「平和問題ゼミナール」
(旧)ユーゴ便り
Masahiko Otsuka Presents
-since 1998-
(Since 98/05/31)

最終更新 99/04/19 0:20

第16回配信<ユーゴ戦争便り・第3弾>
反NATOで「団結」


ベオグラード(ユーゴ連邦議会)
   4月11日は正教暦のイースター、この週末も空爆を受けた町はあったのですが、ことベオグラードに関しては夜の空襲警報こそ発令されたものの、静かに復活祭を迎えることが出来ました。面白かったのは11日の早朝に娯楽放送のTV「パルマ」(実際には国営系の放送局なのですが、形態だけ民間にしている「ニセ民放」のひとつです)で、スピルバーグの映画「シンドラーのリスト」をやっていたことです。

▸ 指示内容 a: 以下のレコードから、「dark」という文字列を含む行をすべて集め、そのまま書き写してください。
上記の原文と以下のレコードは、それぞれ異なる出典に由来します。

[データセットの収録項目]
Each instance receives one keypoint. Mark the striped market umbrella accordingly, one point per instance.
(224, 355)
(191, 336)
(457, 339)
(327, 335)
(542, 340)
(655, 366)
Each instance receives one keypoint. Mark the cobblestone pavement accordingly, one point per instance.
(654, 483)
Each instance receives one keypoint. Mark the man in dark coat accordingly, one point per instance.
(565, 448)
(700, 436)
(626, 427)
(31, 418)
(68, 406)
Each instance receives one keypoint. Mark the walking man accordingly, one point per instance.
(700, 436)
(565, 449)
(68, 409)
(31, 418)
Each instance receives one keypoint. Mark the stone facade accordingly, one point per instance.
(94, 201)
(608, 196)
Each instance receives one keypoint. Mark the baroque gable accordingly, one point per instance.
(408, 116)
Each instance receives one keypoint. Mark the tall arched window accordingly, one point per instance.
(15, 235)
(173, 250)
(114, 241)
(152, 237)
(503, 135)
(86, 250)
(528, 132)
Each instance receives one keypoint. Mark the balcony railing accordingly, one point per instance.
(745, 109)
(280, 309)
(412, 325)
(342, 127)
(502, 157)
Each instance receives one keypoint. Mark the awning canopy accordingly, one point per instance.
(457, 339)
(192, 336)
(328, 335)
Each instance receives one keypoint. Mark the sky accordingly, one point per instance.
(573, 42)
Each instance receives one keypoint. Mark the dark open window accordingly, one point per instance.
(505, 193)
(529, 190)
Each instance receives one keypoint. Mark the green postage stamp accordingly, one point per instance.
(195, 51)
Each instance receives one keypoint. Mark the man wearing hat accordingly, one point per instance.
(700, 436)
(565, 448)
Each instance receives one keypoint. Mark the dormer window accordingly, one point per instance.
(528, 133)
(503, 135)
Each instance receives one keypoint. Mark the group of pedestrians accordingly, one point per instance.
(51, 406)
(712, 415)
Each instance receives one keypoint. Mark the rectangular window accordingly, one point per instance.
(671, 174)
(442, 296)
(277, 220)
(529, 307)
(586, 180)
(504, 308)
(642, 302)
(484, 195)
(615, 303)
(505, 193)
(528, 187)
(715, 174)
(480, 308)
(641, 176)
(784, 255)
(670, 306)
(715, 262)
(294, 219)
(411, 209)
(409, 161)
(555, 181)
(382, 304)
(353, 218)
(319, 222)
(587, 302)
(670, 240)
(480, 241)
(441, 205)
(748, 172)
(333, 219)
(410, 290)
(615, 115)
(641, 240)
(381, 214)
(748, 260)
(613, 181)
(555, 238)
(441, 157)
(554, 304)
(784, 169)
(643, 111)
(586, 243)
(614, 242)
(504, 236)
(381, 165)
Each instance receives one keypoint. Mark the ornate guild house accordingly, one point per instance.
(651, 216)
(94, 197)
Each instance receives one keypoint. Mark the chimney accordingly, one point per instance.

▸ 指示内容 b: 原文によれば、4月11日は何の日とされていますか。

▸ 回答内容 a:
Each instance receives one keypoint. Mark the man in dark coat accordingly, one point per instance.
Each instance receives one keypoint. Mark the dark open window accordingly, one point per instance.

▸ 回答内容 b: 正教暦のイースター(復活祭)です。